*About this task*: Omit all pictures and give the records below again exactly as written.

*Records supplied*:
--- START ---
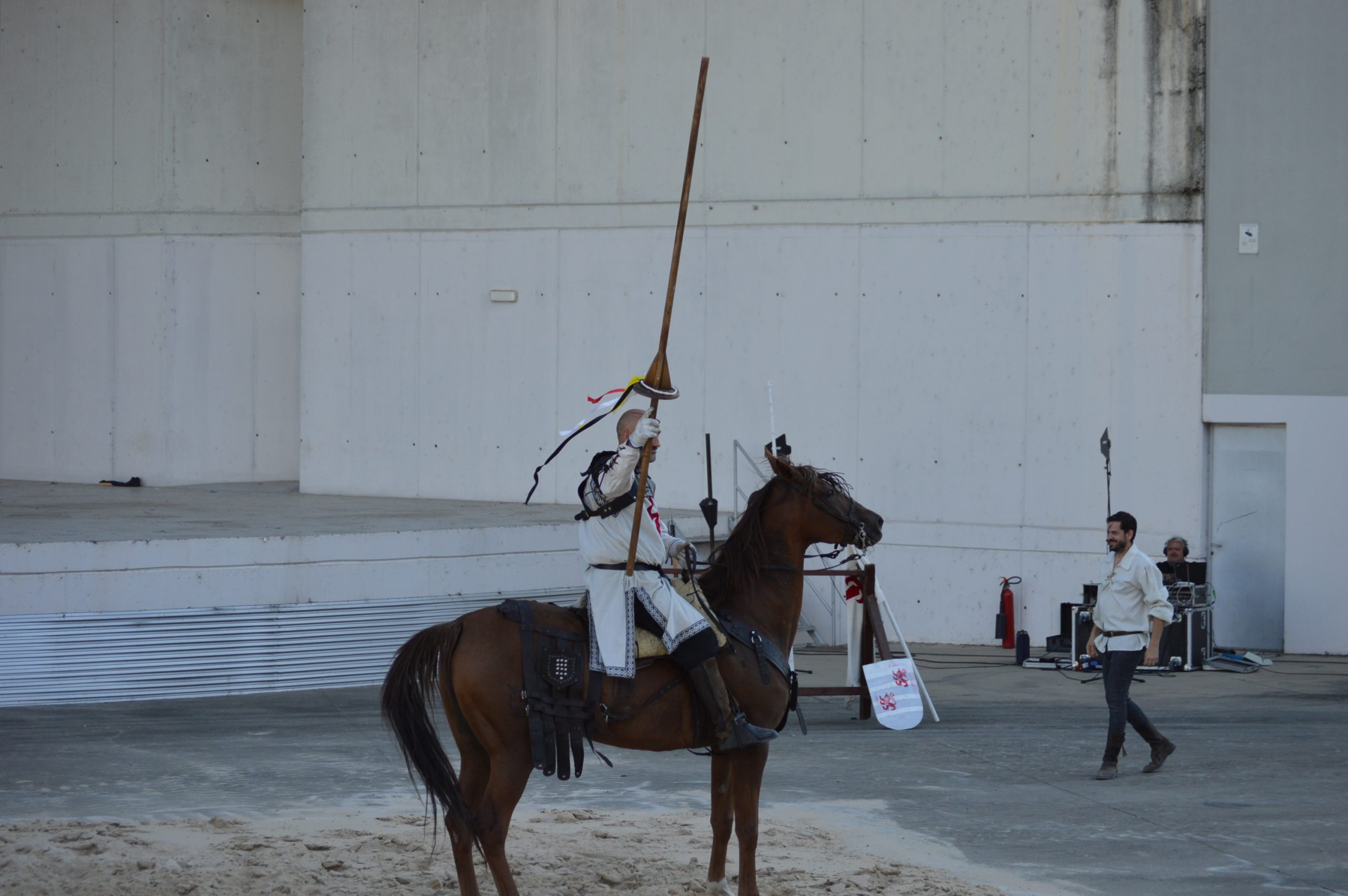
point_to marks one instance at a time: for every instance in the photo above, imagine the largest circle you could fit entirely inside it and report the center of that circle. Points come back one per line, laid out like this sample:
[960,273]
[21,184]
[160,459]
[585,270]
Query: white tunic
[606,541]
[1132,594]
--- END ---
*Reply to the task*:
point_to marks one instance at a time: for every instance in the photo above, imagine the largest circle you could fit entirely inside it and report the center of that circle. Points come back one per line, laid out like this sample:
[960,273]
[21,184]
[160,459]
[585,270]
Query: white tunic
[606,541]
[1132,594]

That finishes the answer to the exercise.